**INSTRUCTION**
Copy every one of the records below word for word, without changing a single character.

-- -- --

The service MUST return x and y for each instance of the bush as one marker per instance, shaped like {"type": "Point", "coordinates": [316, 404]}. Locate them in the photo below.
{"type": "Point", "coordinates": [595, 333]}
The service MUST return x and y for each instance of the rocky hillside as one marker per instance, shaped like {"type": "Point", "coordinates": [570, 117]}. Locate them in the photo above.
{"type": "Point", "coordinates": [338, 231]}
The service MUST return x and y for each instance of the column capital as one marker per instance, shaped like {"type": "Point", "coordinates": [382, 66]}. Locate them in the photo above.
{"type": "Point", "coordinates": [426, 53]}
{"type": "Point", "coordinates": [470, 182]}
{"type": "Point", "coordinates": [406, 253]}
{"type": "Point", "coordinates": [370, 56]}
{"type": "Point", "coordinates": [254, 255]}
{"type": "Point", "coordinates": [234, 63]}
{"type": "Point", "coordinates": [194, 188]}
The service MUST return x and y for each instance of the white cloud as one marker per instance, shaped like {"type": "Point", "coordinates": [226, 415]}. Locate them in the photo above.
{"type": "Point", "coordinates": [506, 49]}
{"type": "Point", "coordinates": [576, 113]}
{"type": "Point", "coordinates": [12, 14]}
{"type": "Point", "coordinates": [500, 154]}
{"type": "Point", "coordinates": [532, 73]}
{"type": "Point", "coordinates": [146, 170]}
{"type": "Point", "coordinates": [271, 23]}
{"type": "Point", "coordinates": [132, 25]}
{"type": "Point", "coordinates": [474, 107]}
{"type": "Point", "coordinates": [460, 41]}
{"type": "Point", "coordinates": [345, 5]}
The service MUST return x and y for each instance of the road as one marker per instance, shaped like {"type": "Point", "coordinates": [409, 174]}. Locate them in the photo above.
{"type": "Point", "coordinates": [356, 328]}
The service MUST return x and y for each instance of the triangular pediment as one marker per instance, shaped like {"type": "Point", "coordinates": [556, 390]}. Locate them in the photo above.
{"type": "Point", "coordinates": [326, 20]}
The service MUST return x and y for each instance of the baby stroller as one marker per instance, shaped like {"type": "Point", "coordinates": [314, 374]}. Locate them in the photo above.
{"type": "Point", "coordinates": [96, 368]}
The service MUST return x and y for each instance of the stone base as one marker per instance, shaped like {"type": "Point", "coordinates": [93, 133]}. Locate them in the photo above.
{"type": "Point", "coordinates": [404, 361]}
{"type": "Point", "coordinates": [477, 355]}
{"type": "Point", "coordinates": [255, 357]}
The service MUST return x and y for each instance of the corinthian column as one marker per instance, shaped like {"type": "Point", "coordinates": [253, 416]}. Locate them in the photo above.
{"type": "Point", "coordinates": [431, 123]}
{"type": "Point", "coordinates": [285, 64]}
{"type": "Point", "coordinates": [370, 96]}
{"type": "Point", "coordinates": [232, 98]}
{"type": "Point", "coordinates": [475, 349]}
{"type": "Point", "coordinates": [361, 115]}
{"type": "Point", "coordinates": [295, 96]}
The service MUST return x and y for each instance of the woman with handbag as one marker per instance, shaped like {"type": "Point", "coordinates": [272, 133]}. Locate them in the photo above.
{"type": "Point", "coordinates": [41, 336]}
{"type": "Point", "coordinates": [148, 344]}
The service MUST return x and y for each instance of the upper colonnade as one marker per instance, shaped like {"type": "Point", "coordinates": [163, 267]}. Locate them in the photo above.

-- -- --

**COMPLETE OUTPUT**
The service MUST return x and y for each instance of the bush as one marker per instance, shaped like {"type": "Point", "coordinates": [316, 404]}. Locate them in the photo below.
{"type": "Point", "coordinates": [595, 333]}
The service MUST return x and y for each instance of the rocky hillside as one marker per instance, shaped like {"type": "Point", "coordinates": [570, 117]}. Locate them in the photo above.
{"type": "Point", "coordinates": [338, 231]}
The service MUST return x and y for each instance of the column capital as one marker per instance, shaped like {"type": "Point", "coordinates": [382, 66]}. Locate them in the photo above.
{"type": "Point", "coordinates": [426, 53]}
{"type": "Point", "coordinates": [470, 182]}
{"type": "Point", "coordinates": [406, 253]}
{"type": "Point", "coordinates": [370, 56]}
{"type": "Point", "coordinates": [254, 255]}
{"type": "Point", "coordinates": [234, 63]}
{"type": "Point", "coordinates": [194, 188]}
The service MUST return x and y for each instance of the white cloud as one marker per instance, shaped like {"type": "Point", "coordinates": [226, 415]}. Locate them in the photo above.
{"type": "Point", "coordinates": [506, 49]}
{"type": "Point", "coordinates": [576, 113]}
{"type": "Point", "coordinates": [12, 14]}
{"type": "Point", "coordinates": [500, 154]}
{"type": "Point", "coordinates": [532, 73]}
{"type": "Point", "coordinates": [146, 170]}
{"type": "Point", "coordinates": [271, 23]}
{"type": "Point", "coordinates": [132, 25]}
{"type": "Point", "coordinates": [474, 107]}
{"type": "Point", "coordinates": [460, 41]}
{"type": "Point", "coordinates": [345, 5]}
The service MUST return x and y for each instance of the road as one marker per instance, shaped like {"type": "Point", "coordinates": [409, 174]}. Locate them in the photo above.
{"type": "Point", "coordinates": [356, 328]}
The service MUST return x and y for each instance of the triangular pediment as one marker per instance, shaped like {"type": "Point", "coordinates": [556, 390]}. Locate them in the photo above.
{"type": "Point", "coordinates": [326, 20]}
The service MUST return x and y for each instance of the baby stroller as one marker per instance, shaped like {"type": "Point", "coordinates": [314, 374]}. Locate them in the photo above.
{"type": "Point", "coordinates": [96, 368]}
The service MUST return x and y for each instance of the stone base as one marker per instance, shaped like {"type": "Point", "coordinates": [93, 133]}. Locate them in the photo above.
{"type": "Point", "coordinates": [404, 361]}
{"type": "Point", "coordinates": [477, 355]}
{"type": "Point", "coordinates": [255, 357]}
The service MUST return x and y for each instance of the corinthian column as one marker per instance, shaped like {"type": "Point", "coordinates": [253, 416]}. Locate them in the photo above.
{"type": "Point", "coordinates": [431, 123]}
{"type": "Point", "coordinates": [285, 64]}
{"type": "Point", "coordinates": [370, 96]}
{"type": "Point", "coordinates": [232, 98]}
{"type": "Point", "coordinates": [475, 349]}
{"type": "Point", "coordinates": [361, 115]}
{"type": "Point", "coordinates": [295, 96]}
The service MUST return x and y for each instance of the woman with handbag as one marker per instance, shaped like {"type": "Point", "coordinates": [272, 133]}. Locate them in the photo above.
{"type": "Point", "coordinates": [41, 336]}
{"type": "Point", "coordinates": [148, 344]}
The service MUST return x and y for each instance of the upper colonnade as one marker per instance, shaped like {"type": "Point", "coordinates": [163, 267]}. Locate them in the photo above.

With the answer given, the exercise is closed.